[Opening Page excerpt section]

Overcoming Addictions: Two Decisions
In my work with substance abusers in residential treatment, I’ve noticed that the ability to initiate the recovery process is a two-decision process. Before I get into that process I want to address a phenomenon that occurs with practitioners working in this field. We often have clients who seem resistant to treatment or counselling and for the most part this is normal. Not everyone comes to treatment super motivated, and some come to alleviate pressure from family and friends. Some clients going through treatment or counselling will not comply with all programming or homework assignments and this is just where they are. When clients are showing some of this resistance many of us assume they are “not yet ready for treatment,” or they “just aren’t finished using yet.” For some clients this is true, but this assessment can sometimes be a mistake with others.
The client who actually isn’t ready for treatment did not choose to quit yet. I even say that statement with caution because we don’t really know this. People are complicated and our resistances are there to protect us, whether one calls it denial or something else. Someone may go to treatment and come across a personality type in their counsellor that keeps them from moving forward with being open. We all then decide that client isn’t ready. This may or may not be true. What is going on behind a person’s resistance and defenses is not knowable until it is. We can make some general assumptions and logical inductions, but we don’t really know what is or isn’t motivating that person. Let’s say that client did not make the choice to really quit, that his/her parents, spouse, friends, etc, pushed her/him to come to treatment. That client has not yet made the first decision in the process of recovery. The first decision is to stop and want a different life.
Isn’t that enough? Wouldn’t that motivate someone to get clean? No, not completely. Someone could decide to stop, go to treatment, but not fully benefit. They say they want to stop but yet, seem to be standing still. There is an old adage in the addiction treatment community that if you want to change you have to change everything. That can be quite scary to most people.
So what does the second decision consist of then? The second decision is to move forward with doing the work. We talk quite often in the addiction treatment world of “doing the work”, and this really entails the examining, changing, and processing of one’s emotions, thoughts, behaviors, and relationships, to keep it simple. Doing the hard work sometimes is about being vulnerable enough to allow other human beings to help. Doing the hard work sometimes means exploring events of the past that continue to keep one stuck. Doing the hard work sometimes means deciding who one wants to be. Doing the hard work sometimes means taking medication. Doing the hard work sometimes means taking more responsibility for one’s life. Although I describe this as hard work, it can be, and usually is, very rewarding and transforming. The pain that most people are in emotionally is about the fear of their pain, not the actual pain. Facing our own demons and pain is not as painful or scary as the fear about having that pain.

[Closing Page excerpt section]

Problem
Answer these questions from the text on overcoming addictions:
1. What is the first decision in the process of recovery?
2. According to the old adage in the addiction treatment community, what must you do if you want to change?
3. What is the second decision?

[Opening Extracted records section]

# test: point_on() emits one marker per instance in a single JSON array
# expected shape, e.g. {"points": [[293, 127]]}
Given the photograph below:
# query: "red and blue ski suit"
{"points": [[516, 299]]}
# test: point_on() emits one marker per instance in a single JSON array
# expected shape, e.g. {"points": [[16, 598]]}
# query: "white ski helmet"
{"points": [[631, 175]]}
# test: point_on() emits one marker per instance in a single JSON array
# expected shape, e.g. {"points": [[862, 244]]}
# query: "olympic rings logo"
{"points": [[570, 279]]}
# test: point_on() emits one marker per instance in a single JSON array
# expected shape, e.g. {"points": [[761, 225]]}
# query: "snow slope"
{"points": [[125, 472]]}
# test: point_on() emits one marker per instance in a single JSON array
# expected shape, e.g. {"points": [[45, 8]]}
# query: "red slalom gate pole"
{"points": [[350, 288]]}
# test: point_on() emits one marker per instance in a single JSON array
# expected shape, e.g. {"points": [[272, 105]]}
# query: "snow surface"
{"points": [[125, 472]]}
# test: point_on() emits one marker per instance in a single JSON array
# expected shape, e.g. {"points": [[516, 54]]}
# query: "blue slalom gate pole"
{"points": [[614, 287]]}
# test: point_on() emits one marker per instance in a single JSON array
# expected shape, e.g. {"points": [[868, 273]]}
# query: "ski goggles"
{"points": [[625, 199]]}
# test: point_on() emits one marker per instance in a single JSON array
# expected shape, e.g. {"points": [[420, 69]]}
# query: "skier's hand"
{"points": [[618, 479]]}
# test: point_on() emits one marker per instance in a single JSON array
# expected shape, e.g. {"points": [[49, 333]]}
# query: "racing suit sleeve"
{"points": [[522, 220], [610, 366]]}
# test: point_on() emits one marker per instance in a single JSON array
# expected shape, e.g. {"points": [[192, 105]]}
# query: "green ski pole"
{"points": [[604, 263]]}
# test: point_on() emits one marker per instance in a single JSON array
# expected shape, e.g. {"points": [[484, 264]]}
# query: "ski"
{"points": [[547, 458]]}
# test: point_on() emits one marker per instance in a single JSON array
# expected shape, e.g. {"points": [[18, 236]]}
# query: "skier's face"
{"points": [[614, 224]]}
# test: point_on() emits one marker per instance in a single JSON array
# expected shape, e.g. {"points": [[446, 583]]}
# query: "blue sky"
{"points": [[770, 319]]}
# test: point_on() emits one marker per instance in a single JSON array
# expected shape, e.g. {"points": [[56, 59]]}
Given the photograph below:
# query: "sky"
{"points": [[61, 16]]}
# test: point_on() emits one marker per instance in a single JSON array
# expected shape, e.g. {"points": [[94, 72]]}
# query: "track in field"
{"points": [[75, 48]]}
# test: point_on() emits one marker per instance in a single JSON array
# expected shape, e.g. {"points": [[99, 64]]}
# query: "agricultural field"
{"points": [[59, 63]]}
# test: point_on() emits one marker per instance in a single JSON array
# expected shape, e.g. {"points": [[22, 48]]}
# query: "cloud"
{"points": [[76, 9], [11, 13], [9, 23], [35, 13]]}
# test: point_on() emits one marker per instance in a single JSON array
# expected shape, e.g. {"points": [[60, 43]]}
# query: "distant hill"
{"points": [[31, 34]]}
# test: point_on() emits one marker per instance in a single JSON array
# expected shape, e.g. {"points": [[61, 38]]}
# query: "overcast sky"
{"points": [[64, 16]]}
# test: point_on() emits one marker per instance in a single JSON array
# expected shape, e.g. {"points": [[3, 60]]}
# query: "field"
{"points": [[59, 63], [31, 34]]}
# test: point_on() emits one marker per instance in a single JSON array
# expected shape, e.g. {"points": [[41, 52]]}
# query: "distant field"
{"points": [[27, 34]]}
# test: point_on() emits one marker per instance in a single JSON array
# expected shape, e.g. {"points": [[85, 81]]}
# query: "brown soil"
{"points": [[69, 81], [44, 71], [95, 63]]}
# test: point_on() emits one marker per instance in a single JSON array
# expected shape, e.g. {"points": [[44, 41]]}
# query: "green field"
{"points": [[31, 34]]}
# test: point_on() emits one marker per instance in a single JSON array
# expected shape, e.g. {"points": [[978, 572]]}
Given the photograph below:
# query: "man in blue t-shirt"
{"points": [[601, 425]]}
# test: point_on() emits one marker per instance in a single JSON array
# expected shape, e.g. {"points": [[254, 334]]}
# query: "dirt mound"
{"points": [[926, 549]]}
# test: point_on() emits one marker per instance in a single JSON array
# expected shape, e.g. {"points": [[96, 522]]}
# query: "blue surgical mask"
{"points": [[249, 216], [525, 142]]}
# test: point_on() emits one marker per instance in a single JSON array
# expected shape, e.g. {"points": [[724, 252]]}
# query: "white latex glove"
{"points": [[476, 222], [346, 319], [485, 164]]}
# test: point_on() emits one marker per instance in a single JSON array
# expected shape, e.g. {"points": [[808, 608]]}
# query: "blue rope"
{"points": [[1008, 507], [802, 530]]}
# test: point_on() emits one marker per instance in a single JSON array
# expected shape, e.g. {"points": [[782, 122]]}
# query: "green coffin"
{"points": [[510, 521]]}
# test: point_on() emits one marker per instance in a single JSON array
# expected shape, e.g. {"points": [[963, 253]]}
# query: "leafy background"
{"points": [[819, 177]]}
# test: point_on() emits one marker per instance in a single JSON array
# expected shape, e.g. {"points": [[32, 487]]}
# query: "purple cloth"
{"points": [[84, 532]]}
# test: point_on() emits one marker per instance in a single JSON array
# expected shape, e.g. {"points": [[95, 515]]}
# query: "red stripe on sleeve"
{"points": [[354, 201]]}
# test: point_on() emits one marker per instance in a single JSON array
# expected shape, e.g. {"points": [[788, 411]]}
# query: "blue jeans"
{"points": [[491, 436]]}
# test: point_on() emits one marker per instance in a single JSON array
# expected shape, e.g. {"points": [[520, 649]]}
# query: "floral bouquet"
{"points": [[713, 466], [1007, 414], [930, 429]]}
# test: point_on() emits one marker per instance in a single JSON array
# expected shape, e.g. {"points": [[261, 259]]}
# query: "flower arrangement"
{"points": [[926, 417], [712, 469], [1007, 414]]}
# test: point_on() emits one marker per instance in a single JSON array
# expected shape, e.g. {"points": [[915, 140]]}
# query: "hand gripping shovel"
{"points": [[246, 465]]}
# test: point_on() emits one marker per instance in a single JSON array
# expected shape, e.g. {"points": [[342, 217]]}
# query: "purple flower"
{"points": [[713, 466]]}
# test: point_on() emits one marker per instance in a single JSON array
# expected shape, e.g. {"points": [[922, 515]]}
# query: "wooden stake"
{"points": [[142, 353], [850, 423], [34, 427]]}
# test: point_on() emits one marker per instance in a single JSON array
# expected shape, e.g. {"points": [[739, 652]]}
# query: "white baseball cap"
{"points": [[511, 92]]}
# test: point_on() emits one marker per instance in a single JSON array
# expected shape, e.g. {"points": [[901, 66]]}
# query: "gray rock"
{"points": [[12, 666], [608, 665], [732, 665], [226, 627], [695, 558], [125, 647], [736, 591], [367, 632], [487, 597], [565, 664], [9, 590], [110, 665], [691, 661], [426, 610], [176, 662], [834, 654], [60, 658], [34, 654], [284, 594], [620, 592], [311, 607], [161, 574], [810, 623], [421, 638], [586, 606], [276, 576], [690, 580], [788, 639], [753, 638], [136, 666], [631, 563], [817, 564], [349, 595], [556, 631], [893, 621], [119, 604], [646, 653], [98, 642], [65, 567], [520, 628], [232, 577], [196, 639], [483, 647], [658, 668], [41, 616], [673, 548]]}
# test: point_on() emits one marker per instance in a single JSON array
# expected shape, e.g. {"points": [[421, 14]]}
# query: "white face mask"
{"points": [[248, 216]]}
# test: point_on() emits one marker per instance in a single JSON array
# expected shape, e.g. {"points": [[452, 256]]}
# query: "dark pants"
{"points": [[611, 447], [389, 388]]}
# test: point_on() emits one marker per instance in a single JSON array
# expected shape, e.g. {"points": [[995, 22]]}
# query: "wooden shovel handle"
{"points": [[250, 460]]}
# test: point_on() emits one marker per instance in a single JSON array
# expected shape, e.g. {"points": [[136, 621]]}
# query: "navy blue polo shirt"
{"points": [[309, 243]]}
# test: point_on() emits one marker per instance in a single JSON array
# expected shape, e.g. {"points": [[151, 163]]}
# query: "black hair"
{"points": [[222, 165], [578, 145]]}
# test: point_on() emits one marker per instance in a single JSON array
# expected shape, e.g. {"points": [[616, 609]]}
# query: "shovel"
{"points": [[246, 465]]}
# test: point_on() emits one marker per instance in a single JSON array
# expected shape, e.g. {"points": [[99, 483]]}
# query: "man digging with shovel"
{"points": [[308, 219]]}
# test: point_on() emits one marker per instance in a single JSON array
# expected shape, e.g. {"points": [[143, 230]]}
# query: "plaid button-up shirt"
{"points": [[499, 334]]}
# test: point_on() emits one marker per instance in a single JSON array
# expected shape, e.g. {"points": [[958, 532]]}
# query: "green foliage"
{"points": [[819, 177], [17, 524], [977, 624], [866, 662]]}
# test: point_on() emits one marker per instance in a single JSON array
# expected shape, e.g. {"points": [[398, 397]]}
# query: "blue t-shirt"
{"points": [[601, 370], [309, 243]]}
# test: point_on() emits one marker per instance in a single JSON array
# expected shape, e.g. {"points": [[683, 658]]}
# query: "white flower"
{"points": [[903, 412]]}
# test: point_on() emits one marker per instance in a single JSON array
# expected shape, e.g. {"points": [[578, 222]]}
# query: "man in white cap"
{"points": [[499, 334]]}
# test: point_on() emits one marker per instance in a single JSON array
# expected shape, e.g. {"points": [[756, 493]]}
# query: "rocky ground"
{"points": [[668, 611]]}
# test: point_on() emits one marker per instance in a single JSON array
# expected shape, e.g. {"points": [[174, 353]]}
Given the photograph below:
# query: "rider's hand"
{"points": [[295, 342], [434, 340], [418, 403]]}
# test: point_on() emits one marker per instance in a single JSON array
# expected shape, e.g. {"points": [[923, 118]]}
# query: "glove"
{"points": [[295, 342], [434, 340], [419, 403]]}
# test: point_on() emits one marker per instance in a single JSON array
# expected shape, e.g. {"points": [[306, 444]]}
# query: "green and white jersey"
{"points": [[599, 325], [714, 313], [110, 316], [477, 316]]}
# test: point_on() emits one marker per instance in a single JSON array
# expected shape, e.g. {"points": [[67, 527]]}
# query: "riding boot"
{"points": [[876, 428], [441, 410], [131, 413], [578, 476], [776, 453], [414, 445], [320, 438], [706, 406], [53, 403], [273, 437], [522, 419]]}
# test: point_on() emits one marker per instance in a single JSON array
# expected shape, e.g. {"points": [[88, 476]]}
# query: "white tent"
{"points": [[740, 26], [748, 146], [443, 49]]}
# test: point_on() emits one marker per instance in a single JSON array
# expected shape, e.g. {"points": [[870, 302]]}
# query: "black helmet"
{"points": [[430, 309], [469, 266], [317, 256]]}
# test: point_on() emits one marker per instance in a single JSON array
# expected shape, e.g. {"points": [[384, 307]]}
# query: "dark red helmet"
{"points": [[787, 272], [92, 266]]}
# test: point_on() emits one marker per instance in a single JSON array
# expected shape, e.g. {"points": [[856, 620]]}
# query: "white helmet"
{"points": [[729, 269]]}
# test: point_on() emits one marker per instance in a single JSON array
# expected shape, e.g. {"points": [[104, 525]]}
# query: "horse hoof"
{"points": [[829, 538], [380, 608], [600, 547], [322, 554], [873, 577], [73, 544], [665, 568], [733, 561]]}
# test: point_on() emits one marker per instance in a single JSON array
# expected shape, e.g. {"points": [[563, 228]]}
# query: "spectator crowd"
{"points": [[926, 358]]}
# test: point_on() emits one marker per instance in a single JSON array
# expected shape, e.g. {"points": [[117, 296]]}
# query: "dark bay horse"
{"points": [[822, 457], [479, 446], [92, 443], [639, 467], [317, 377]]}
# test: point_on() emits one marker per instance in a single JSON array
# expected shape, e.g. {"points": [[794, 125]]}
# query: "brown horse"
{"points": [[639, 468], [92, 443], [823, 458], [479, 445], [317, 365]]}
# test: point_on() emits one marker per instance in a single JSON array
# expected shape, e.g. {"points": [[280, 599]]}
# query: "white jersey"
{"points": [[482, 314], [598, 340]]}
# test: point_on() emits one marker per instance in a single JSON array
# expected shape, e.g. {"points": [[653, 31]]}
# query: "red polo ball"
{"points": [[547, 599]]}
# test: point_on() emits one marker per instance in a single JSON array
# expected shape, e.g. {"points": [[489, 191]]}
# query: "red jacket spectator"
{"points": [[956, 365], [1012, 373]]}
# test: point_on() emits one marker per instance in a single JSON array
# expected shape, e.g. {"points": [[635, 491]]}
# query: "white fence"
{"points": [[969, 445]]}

[Closing Extracted records section]

Problem solution
1. To stop and want a different life.
2. Change everything.
3. To move forward with doing the work.